[Görev listesi]
**a)** Muhafazakâr siyaset üzerine yazıya göre muhafazakâr düşüncenin ve siyasetin temelini ne oluşturuyor?
**b)** Muhafazakâr siyaset üzerine yazıyı son cümlesinden sonrasıyla devam ettirin.

[Sayfa]
::::

En zor uğraşlardan birisi de siyasette de hayatta da eski ve yeni arasında kopuşlara sebep olmadan dengeyi korumak. Muhafazakâr düşüncenin ve siyasetin temelini bu oluşturuyor. Post modern dünyada her ne kadar muhafazakâr siyaset ilkeler, reel politik gerçekçilik, iktisadi akılcılık, teknolojizm ve benzerlerinden yeni bir hayat kurma iradesi çıkaramıyor olsa da en temel işlevi bu dengeyi korumak…
Savaşlar, teknolojik buluşlar her şey bir tarafa, “korunması” ve “değişmesi” gereken şeyleri belirlerken çatışmalarımızın kökenini hayat tarzları oluşturuyor. İş böyle olunca hayat tarzının etrafında döndüğü kültürel konular her şeyden daha önemli hale geliyor. Zaman akıp giderken aile, din, manevi değerler, kurallar, sınırlar, çevre, doğa gibi pek çok konuya dair bakışımız da değişiyor. Değişimi başlatan gençler olmasa da onu en hızla benimseyen onlar oluyor!

::::

[Seçilmiş kayıtlar]

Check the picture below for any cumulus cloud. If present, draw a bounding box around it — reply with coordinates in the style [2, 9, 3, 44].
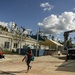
[38, 12, 75, 34]
[40, 2, 54, 11]
[0, 21, 8, 28]
[73, 8, 75, 11]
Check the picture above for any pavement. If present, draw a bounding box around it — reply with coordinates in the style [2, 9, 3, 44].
[0, 55, 75, 75]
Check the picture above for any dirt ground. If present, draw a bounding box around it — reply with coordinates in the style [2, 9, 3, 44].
[0, 55, 75, 75]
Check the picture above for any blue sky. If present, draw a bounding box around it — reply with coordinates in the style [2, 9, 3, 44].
[0, 0, 75, 39]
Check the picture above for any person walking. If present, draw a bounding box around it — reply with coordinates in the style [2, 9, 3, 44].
[22, 47, 32, 72]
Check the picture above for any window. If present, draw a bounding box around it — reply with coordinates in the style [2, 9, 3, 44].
[4, 42, 9, 48]
[14, 43, 18, 48]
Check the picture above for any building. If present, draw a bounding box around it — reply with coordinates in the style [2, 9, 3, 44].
[0, 31, 37, 50]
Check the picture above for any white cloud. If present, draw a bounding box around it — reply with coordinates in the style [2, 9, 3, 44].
[38, 12, 75, 34]
[0, 21, 8, 28]
[40, 2, 54, 11]
[73, 8, 75, 11]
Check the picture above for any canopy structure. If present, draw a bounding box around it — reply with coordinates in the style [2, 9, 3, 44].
[39, 39, 63, 46]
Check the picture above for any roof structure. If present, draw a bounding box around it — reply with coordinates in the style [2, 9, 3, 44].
[39, 39, 63, 46]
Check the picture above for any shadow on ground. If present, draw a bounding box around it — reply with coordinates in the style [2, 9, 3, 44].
[0, 70, 25, 75]
[55, 58, 75, 72]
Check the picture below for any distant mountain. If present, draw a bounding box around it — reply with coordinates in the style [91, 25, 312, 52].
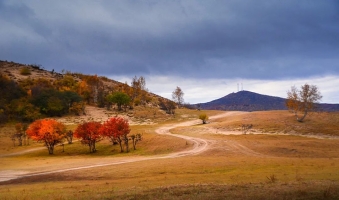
[200, 91, 339, 111]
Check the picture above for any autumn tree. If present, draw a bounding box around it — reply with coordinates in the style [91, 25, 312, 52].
[107, 92, 130, 110]
[159, 99, 176, 115]
[172, 86, 184, 106]
[199, 113, 208, 124]
[286, 83, 322, 122]
[74, 122, 102, 153]
[130, 133, 142, 150]
[65, 130, 73, 144]
[100, 117, 131, 152]
[26, 119, 65, 154]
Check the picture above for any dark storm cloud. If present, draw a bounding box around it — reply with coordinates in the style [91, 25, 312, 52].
[0, 0, 339, 79]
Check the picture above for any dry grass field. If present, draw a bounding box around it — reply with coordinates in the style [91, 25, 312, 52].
[0, 109, 339, 199]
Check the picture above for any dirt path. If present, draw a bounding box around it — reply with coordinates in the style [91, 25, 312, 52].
[0, 112, 244, 182]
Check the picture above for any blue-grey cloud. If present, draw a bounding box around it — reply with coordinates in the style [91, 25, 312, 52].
[0, 0, 339, 79]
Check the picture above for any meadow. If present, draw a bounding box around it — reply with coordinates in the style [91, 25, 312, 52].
[0, 109, 339, 199]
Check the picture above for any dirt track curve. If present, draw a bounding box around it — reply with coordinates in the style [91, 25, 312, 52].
[0, 112, 250, 182]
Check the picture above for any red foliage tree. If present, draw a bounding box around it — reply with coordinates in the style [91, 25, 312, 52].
[100, 117, 131, 152]
[74, 122, 102, 153]
[26, 119, 66, 154]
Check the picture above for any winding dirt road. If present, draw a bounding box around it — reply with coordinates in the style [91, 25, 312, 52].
[0, 112, 244, 182]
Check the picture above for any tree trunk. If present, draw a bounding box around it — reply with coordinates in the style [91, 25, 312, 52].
[117, 137, 124, 153]
[47, 145, 54, 154]
[297, 110, 308, 122]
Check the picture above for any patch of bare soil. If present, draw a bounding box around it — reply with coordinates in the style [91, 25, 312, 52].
[56, 106, 154, 125]
[0, 112, 231, 182]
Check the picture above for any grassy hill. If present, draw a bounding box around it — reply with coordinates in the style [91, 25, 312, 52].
[0, 61, 172, 123]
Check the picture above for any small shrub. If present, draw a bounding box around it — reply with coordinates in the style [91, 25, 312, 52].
[20, 67, 31, 76]
[266, 174, 278, 183]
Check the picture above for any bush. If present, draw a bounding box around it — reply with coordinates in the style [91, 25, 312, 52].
[20, 67, 31, 76]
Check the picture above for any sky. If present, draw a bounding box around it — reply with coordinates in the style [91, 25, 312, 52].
[0, 0, 339, 103]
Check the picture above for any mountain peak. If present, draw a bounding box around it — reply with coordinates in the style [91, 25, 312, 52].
[200, 90, 339, 111]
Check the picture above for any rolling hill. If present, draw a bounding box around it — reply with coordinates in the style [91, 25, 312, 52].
[200, 91, 339, 111]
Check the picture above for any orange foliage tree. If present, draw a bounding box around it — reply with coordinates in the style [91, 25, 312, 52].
[26, 119, 66, 154]
[74, 122, 102, 153]
[100, 117, 131, 152]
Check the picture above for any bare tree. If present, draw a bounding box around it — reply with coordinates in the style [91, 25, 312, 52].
[172, 86, 184, 106]
[286, 83, 322, 122]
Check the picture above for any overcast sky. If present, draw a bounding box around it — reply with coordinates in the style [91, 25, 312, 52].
[0, 0, 339, 103]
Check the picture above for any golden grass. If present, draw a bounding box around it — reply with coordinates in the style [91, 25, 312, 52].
[213, 111, 339, 136]
[0, 109, 339, 199]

::::

[Çıktılar]
**a)** Siyasette de hayatta da eski ile yeni arasında kopuşlara sebep olmadan dengeyi korumak.

**b)**
Yeni bir çağın içinde değişim hızına yetişmekte zorlanırken sahip olduğumuz değerler nereye eğilip bükülüyor? İnsana; manevi yanımıza, kadim değerlerimize, inançlarımıza ne oldu, ne oluyor ve ne olacak? Neyi muhafaza edip neyi değiştireceğiz? Bu sorular cevaplanmayı bekleyerek önümüzde duruyor.
Prof. Dr....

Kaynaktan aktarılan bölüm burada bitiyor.